*** DOCUMENT SECTION Section Begins ***

Piatti-Farnell identifies other countries with notable cattle industries. They include Argentina, which has “a reputation for producing very high-quality beef”; Japan, which is the originator of Kobe beef; Australia, which is one of the largest and most successful exporters of beef in the world; and New Zealand, where the cattle “are primarily grass-fed and not fattened on grain”—on account of which, the author’s home has become “an ambassador [abroad] for [its] farming excellence.”
To be sure, Beef would not be complete without accounts dealing with beef itself, as opposed to the animals from which it comes. Piatti-Farnell describes the “ageing” process used to tenderize freshly slaughtered cattle, the “primal” (meaning very large) cuts separated from the carcass during the first stages of butchering, and the various cuts taken from them (chuck, rib, shank, and plate). She does not neglect raw beef, which “more than any other types of meat, can be enjoyed.” Nor does she omit cured beef, the best-known type being corned beef. Finally, in her chapter on cooking, she explains dry-heat and moist-heat methods, the meanings of “rare,” “medium,” and “well done,” and the techniques of roasting, grilling, broiling, and stewing.
A rather marbled topic, no?
About grilling, Piatti-Farnell rightly observes that “it finds its most common and well-known incarnation in the barbecue.” She captures an important cultural nuance in pointing out that, while many types of meat can be barbecued, “the propensity of Texans to prefer beef” is so strong that barbecue served in Texas is always assumed to be of the beef variety. Not surprisingly, a few weeks ago, Texas Monthly created and filled a new position of “barbecue editor”—which, it is not yet clear, may come with its own grill.

*** DOCUMENT SECTION Section Ends ***

### TASK A
Write out the beef passage from "A rather marbled" up to and including "its own grill.".
### TASK B
Answer these questions using the beef passage:
(i) Which country originated Kobe beef?
(ii) What does the word "primal" mean when applied to cuts?
(iii) What new position did Texas Monthly create and fill?

*** GIVEN ENTRIES Section Begins ***

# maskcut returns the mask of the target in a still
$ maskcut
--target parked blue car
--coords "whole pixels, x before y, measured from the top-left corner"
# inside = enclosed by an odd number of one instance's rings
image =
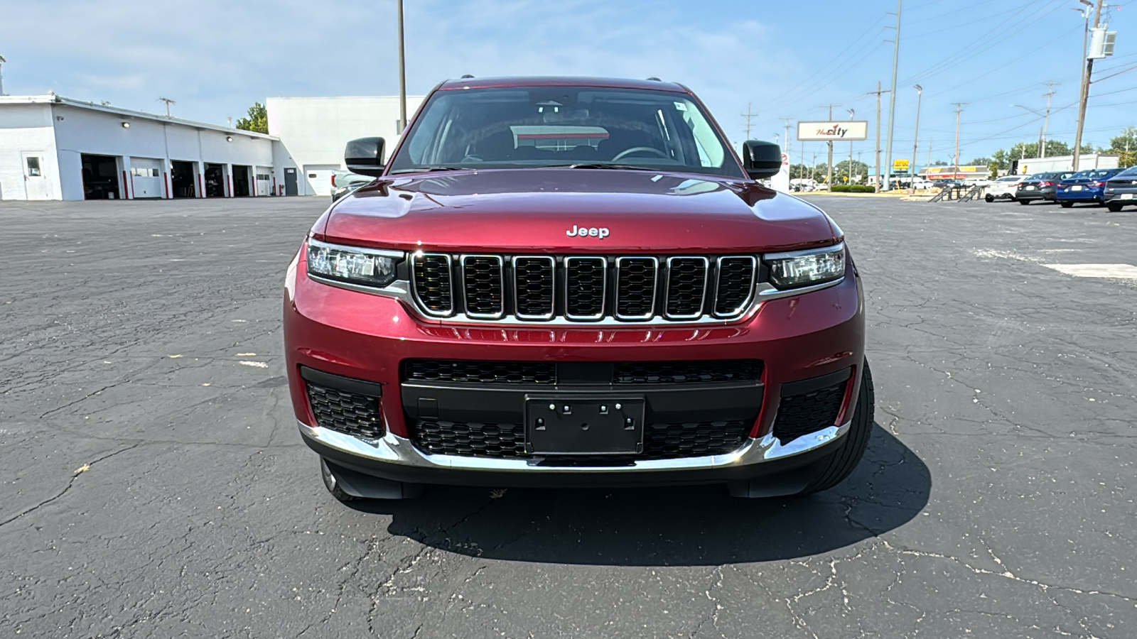
[[[1077,202],[1105,204],[1105,181],[1121,173],[1121,168],[1087,168],[1059,183],[1057,200],[1062,208]]]

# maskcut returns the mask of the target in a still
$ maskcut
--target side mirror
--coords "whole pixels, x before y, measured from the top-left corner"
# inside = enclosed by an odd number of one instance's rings
[[[351,140],[343,149],[343,164],[351,173],[379,177],[383,173],[383,144],[382,138]]]
[[[753,180],[771,177],[781,171],[781,147],[773,142],[742,142],[742,168]]]

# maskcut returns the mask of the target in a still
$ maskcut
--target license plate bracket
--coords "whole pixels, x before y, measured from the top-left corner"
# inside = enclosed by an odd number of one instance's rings
[[[634,455],[644,451],[640,397],[525,396],[525,450],[531,455]]]

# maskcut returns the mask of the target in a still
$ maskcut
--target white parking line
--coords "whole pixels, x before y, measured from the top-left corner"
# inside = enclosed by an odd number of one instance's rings
[[[1137,266],[1131,264],[1044,264],[1043,266],[1074,277],[1137,280]]]

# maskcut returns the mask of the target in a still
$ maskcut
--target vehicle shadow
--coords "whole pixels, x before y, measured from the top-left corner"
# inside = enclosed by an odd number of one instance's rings
[[[912,520],[931,475],[873,424],[849,479],[800,498],[733,499],[721,486],[530,490],[434,487],[410,501],[352,503],[388,532],[468,556],[590,565],[721,565],[807,557]],[[496,493],[495,493],[496,495]]]

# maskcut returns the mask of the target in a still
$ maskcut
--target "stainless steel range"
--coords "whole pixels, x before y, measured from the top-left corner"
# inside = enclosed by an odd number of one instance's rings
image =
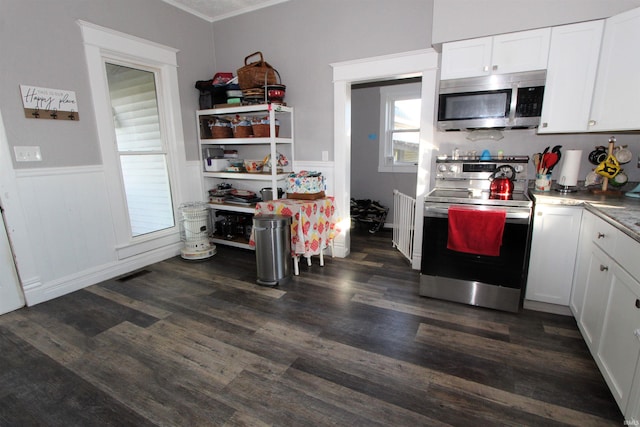
[[[438,159],[425,197],[420,295],[518,312],[526,285],[533,202],[527,156]],[[494,194],[492,176],[513,182]]]

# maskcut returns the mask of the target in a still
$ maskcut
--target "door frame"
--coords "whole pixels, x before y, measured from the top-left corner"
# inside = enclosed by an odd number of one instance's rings
[[[430,165],[434,141],[435,99],[438,53],[433,49],[330,64],[333,67],[333,123],[336,208],[343,217],[341,232],[334,241],[334,254],[350,252],[351,204],[351,85],[379,80],[422,77],[422,117],[420,123],[420,159],[416,182],[416,219],[412,267],[420,268],[422,259],[422,223],[424,195],[429,190]]]

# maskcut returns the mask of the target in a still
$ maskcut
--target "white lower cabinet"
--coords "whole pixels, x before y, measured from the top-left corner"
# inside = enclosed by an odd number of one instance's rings
[[[609,269],[610,289],[596,363],[626,414],[640,355],[640,283],[615,263]]]
[[[590,349],[596,349],[602,334],[602,319],[607,305],[609,293],[609,258],[595,245],[591,248],[587,265],[584,303],[578,318],[582,336]],[[593,353],[593,350],[591,350]]]
[[[525,299],[569,305],[582,207],[536,205]]]
[[[570,307],[625,419],[640,421],[640,243],[588,211],[582,224]]]

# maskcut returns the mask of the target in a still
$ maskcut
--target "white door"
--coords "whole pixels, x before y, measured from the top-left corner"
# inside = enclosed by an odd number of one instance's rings
[[[13,262],[9,237],[4,226],[4,216],[0,215],[0,314],[8,313],[23,305],[24,296]]]

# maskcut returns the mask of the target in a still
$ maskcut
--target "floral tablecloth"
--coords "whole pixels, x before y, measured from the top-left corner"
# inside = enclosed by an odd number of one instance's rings
[[[309,258],[336,236],[337,218],[332,196],[317,200],[278,199],[256,203],[255,215],[291,217],[291,255]],[[255,245],[253,235],[249,242]]]

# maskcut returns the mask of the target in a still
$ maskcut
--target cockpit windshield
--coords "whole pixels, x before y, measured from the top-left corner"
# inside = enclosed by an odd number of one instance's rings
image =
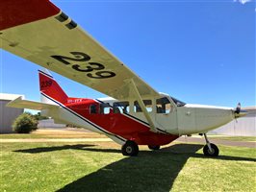
[[[176,104],[177,107],[183,107],[186,105],[186,103],[180,101],[180,100],[177,100],[176,98],[174,97],[171,97],[172,101]]]

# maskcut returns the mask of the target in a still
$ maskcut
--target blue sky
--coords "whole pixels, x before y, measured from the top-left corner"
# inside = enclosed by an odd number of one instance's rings
[[[158,91],[187,103],[256,105],[255,2],[52,2]],[[0,92],[39,101],[41,67],[3,50],[0,57]],[[104,97],[53,76],[69,96]]]

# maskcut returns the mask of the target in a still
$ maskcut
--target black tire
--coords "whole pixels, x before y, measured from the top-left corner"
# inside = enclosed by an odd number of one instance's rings
[[[213,143],[210,143],[210,145],[211,145],[211,148],[212,148],[212,152],[210,151],[208,145],[205,145],[204,148],[203,148],[204,156],[218,156],[218,148]]]
[[[150,150],[159,150],[160,149],[160,145],[148,145],[147,147]]]
[[[126,141],[126,143],[122,146],[122,155],[136,156],[139,154],[139,147],[134,141]]]

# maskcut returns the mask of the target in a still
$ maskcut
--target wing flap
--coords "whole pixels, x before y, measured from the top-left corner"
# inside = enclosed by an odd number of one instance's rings
[[[22,97],[18,97],[11,102],[9,102],[6,107],[9,108],[30,108],[35,110],[42,110],[48,108],[57,108],[59,106],[44,104],[40,102],[34,102],[29,100],[23,100]]]

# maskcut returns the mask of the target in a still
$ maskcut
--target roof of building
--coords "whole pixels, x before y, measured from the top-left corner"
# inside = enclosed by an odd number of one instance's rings
[[[16,99],[16,98],[18,98],[20,96],[22,96],[22,98],[24,98],[24,95],[0,93],[0,100],[12,101],[12,100]]]

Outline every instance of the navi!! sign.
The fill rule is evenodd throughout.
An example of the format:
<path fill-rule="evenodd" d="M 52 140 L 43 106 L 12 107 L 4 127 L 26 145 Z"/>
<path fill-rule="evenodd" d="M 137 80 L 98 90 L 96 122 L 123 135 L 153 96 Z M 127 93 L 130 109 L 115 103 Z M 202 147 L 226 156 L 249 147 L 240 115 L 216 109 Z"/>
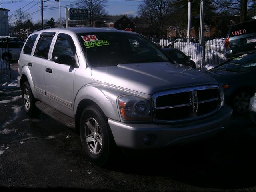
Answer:
<path fill-rule="evenodd" d="M 68 20 L 71 21 L 86 21 L 88 19 L 87 9 L 68 9 Z"/>

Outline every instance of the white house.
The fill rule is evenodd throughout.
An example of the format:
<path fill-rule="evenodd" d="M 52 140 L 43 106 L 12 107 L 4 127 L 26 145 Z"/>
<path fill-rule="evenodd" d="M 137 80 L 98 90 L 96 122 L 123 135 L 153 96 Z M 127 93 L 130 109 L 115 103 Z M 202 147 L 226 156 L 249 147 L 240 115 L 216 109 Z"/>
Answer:
<path fill-rule="evenodd" d="M 0 8 L 0 35 L 9 36 L 8 9 Z"/>

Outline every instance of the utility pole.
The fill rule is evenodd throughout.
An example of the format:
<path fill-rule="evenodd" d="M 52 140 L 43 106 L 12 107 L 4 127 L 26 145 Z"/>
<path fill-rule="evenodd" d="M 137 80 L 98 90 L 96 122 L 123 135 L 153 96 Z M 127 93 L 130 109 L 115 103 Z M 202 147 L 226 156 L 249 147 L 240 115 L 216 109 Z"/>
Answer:
<path fill-rule="evenodd" d="M 42 20 L 42 27 L 44 27 L 44 19 L 43 18 L 43 7 L 48 7 L 43 5 L 43 0 L 41 0 L 41 5 L 37 5 L 37 7 L 41 7 L 41 19 Z"/>
<path fill-rule="evenodd" d="M 188 0 L 188 30 L 187 30 L 187 37 L 188 40 L 187 42 L 189 43 L 190 35 L 190 27 L 191 24 L 191 1 Z"/>
<path fill-rule="evenodd" d="M 200 6 L 200 26 L 199 27 L 199 44 L 204 44 L 204 1 L 201 0 Z"/>
<path fill-rule="evenodd" d="M 60 20 L 60 0 L 55 0 L 55 1 L 59 2 L 59 11 L 60 11 L 60 24 L 61 24 L 61 21 Z"/>
<path fill-rule="evenodd" d="M 16 27 L 16 24 L 13 23 L 14 24 L 14 27 L 15 28 L 15 37 L 17 37 L 17 28 Z"/>

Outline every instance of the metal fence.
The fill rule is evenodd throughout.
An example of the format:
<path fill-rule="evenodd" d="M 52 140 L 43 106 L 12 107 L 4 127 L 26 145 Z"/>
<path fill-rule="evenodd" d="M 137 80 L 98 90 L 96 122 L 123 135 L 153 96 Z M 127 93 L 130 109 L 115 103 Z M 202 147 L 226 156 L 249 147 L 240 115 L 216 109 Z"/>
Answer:
<path fill-rule="evenodd" d="M 226 60 L 225 56 L 225 38 L 216 37 L 204 38 L 200 45 L 198 38 L 171 38 L 151 39 L 160 47 L 168 47 L 180 50 L 186 55 L 191 56 L 198 68 L 204 66 L 214 66 Z"/>
<path fill-rule="evenodd" d="M 6 75 L 11 78 L 8 42 L 8 37 L 6 41 L 0 42 L 0 73 L 3 75 Z"/>

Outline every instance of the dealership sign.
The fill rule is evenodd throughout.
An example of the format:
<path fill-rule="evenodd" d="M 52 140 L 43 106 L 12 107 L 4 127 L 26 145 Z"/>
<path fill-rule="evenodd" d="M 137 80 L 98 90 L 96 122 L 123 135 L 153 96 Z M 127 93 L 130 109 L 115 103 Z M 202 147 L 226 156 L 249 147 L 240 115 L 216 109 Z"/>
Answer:
<path fill-rule="evenodd" d="M 86 21 L 88 19 L 87 9 L 68 9 L 68 20 L 71 21 Z"/>

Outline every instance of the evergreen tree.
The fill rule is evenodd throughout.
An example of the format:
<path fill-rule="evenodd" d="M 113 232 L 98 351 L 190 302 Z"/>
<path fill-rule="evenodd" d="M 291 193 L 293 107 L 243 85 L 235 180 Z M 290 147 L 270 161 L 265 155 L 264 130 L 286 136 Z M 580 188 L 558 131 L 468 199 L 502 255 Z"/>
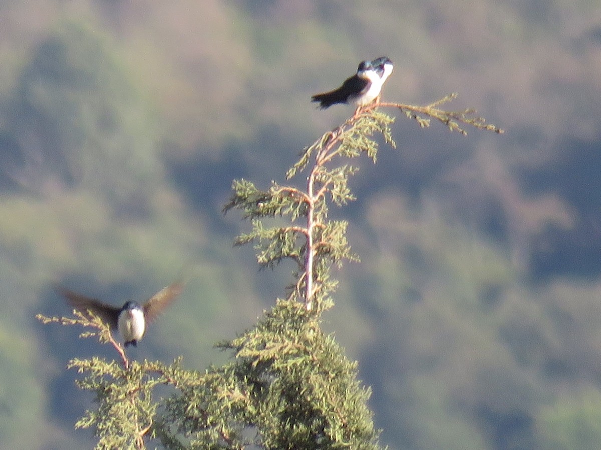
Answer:
<path fill-rule="evenodd" d="M 170 365 L 130 361 L 98 318 L 78 313 L 74 319 L 38 316 L 46 323 L 91 328 L 84 337 L 97 336 L 120 356 L 120 362 L 70 362 L 69 368 L 84 374 L 79 387 L 94 392 L 97 405 L 76 427 L 94 430 L 97 449 L 141 449 L 153 440 L 178 449 L 379 448 L 367 406 L 370 390 L 357 379 L 357 364 L 321 328 L 323 312 L 334 305 L 332 265 L 358 261 L 346 237 L 347 222 L 329 220 L 328 207 L 354 199 L 348 181 L 357 169 L 348 160 L 365 154 L 375 163 L 374 135 L 395 146 L 394 119 L 378 107 L 398 108 L 422 127 L 435 119 L 463 134 L 465 124 L 502 132 L 470 118 L 471 110 L 438 109 L 453 98 L 423 107 L 364 107 L 303 151 L 286 176 L 304 175 L 300 187 L 274 182 L 261 190 L 234 181 L 224 211 L 240 209 L 252 223 L 236 244 L 254 243 L 262 267 L 288 259 L 296 266 L 284 299 L 253 328 L 217 345 L 233 356 L 226 364 L 198 372 L 184 368 L 181 359 Z M 159 385 L 169 386 L 171 397 L 155 399 Z"/>

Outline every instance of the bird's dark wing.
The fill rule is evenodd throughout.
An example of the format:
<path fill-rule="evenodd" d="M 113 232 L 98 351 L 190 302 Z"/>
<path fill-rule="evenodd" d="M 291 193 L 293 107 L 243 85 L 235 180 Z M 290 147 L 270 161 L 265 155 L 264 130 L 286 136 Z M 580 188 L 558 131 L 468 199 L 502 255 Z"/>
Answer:
<path fill-rule="evenodd" d="M 369 89 L 370 83 L 369 80 L 355 75 L 347 79 L 342 86 L 335 91 L 313 95 L 311 101 L 319 102 L 319 107 L 322 109 L 325 109 L 337 103 L 346 103 L 349 97 L 358 95 Z"/>
<path fill-rule="evenodd" d="M 157 292 L 142 305 L 144 317 L 148 323 L 152 323 L 161 311 L 170 305 L 183 290 L 184 282 L 178 280 L 162 290 Z"/>
<path fill-rule="evenodd" d="M 371 84 L 367 78 L 360 78 L 356 75 L 346 80 L 340 89 L 344 91 L 351 95 L 359 95 L 370 88 Z"/>
<path fill-rule="evenodd" d="M 117 329 L 120 308 L 102 303 L 94 298 L 80 295 L 64 287 L 58 286 L 56 289 L 67 299 L 67 302 L 72 307 L 84 314 L 90 310 L 111 328 Z"/>

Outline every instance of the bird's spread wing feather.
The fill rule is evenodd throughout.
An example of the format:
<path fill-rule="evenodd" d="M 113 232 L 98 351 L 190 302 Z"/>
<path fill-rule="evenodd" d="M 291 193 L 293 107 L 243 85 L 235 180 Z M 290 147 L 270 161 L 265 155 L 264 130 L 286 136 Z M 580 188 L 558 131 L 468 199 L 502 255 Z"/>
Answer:
<path fill-rule="evenodd" d="M 91 311 L 111 328 L 117 329 L 118 308 L 102 303 L 94 298 L 80 295 L 64 287 L 57 287 L 56 290 L 67 299 L 67 302 L 72 307 L 80 313 L 85 314 L 88 310 Z"/>
<path fill-rule="evenodd" d="M 178 280 L 154 294 L 142 306 L 146 322 L 150 323 L 154 320 L 182 293 L 183 287 L 184 282 Z"/>

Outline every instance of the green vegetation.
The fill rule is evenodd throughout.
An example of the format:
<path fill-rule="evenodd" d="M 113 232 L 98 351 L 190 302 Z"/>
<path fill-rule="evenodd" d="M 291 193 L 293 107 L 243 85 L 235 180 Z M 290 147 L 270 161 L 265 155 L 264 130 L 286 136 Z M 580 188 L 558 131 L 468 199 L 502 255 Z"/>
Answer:
<path fill-rule="evenodd" d="M 361 169 L 347 185 L 357 201 L 338 209 L 328 197 L 326 221 L 347 223 L 349 256 L 361 263 L 334 262 L 336 305 L 319 326 L 358 361 L 380 443 L 594 442 L 597 2 L 341 6 L 0 4 L 0 447 L 94 445 L 91 430 L 73 426 L 96 410 L 94 394 L 64 367 L 109 361 L 111 347 L 32 320 L 68 313 L 53 283 L 117 304 L 194 263 L 182 301 L 130 356 L 141 365 L 183 355 L 182 370 L 201 374 L 230 361 L 235 349 L 213 343 L 254 329 L 302 271 L 293 258 L 257 270 L 258 240 L 232 248 L 232 236 L 255 229 L 220 214 L 232 179 L 258 192 L 272 179 L 304 189 L 307 171 L 289 182 L 279 174 L 349 110 L 315 110 L 310 95 L 385 55 L 395 63 L 385 101 L 426 104 L 457 91 L 454 109 L 477 106 L 508 133 L 462 139 L 414 112 L 430 132 L 397 119 L 398 151 L 380 151 L 375 166 L 340 164 Z M 290 227 L 290 217 L 263 226 Z M 152 401 L 171 389 L 156 386 Z"/>
<path fill-rule="evenodd" d="M 467 112 L 441 111 L 436 109 L 440 103 L 391 106 L 436 116 L 451 131 L 460 130 L 457 120 L 480 126 L 482 119 L 472 122 Z M 347 222 L 328 219 L 330 203 L 340 206 L 355 199 L 349 177 L 357 169 L 343 163 L 363 154 L 375 163 L 374 134 L 395 146 L 389 128 L 394 119 L 376 107 L 363 108 L 303 152 L 287 174 L 290 179 L 307 172 L 303 188 L 273 182 L 266 191 L 234 182 L 224 211 L 241 209 L 252 223 L 252 232 L 236 244 L 256 242 L 263 267 L 291 259 L 298 268 L 286 299 L 278 300 L 254 328 L 218 346 L 232 353 L 230 362 L 201 373 L 183 369 L 181 359 L 171 366 L 130 361 L 98 318 L 79 313 L 75 319 L 38 316 L 46 323 L 91 327 L 97 331 L 82 337 L 97 336 L 120 356 L 121 365 L 96 357 L 69 363 L 85 374 L 78 381 L 80 388 L 96 394 L 97 409 L 76 427 L 94 430 L 97 449 L 145 448 L 155 439 L 171 449 L 379 448 L 367 406 L 370 391 L 356 379 L 357 364 L 321 328 L 337 285 L 332 266 L 358 261 L 347 240 Z M 424 125 L 415 113 L 408 116 Z M 265 227 L 264 221 L 279 217 L 291 224 Z M 174 393 L 155 401 L 155 388 L 162 385 Z"/>

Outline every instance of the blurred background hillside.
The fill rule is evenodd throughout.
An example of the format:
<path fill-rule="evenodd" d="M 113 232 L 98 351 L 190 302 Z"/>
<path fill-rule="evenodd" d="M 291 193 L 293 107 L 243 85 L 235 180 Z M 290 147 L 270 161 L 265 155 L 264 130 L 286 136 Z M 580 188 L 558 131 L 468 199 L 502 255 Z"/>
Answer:
<path fill-rule="evenodd" d="M 362 259 L 328 329 L 403 450 L 599 449 L 601 5 L 577 0 L 0 1 L 0 448 L 81 449 L 91 398 L 72 358 L 115 355 L 59 283 L 114 304 L 186 268 L 180 300 L 132 355 L 203 370 L 213 344 L 284 295 L 221 208 L 231 181 L 283 182 L 352 108 L 319 111 L 385 55 L 386 101 L 476 107 L 507 130 L 398 115 L 352 180 Z M 390 111 L 391 113 L 394 112 Z"/>

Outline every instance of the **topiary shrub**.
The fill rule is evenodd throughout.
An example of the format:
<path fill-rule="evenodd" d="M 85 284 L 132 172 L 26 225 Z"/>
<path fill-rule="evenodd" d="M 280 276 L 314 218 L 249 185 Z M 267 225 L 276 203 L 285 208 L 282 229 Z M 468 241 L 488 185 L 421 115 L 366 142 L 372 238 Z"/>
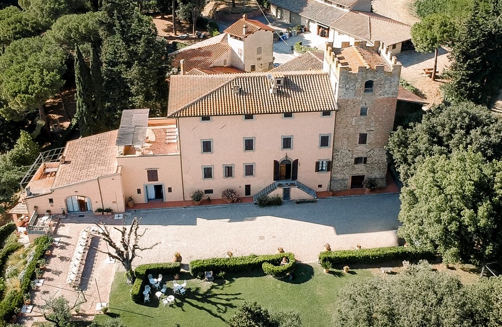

*** GIVEN ENTRIES Section Ends ***

### RESPONSE A
A rather marbled topic, no?
About grilling, Piatti-Farnell rightly observes that “it finds its most common and well-known incarnation in the barbecue.” She captures an important cultural nuance in pointing out that, while many types of meat can be barbecued, “the propensity of Texans to prefer beef” is so strong that barbecue served in Texas is always assumed to be of the beef variety. Not surprisingly, a few weeks ago, Texas Monthly created and filled a new position of “barbecue editor”—which, it is not yet clear, may come with its own grill.

### RESPONSE B
(i) Japan
(ii) Very large
(iii) Barbecue editor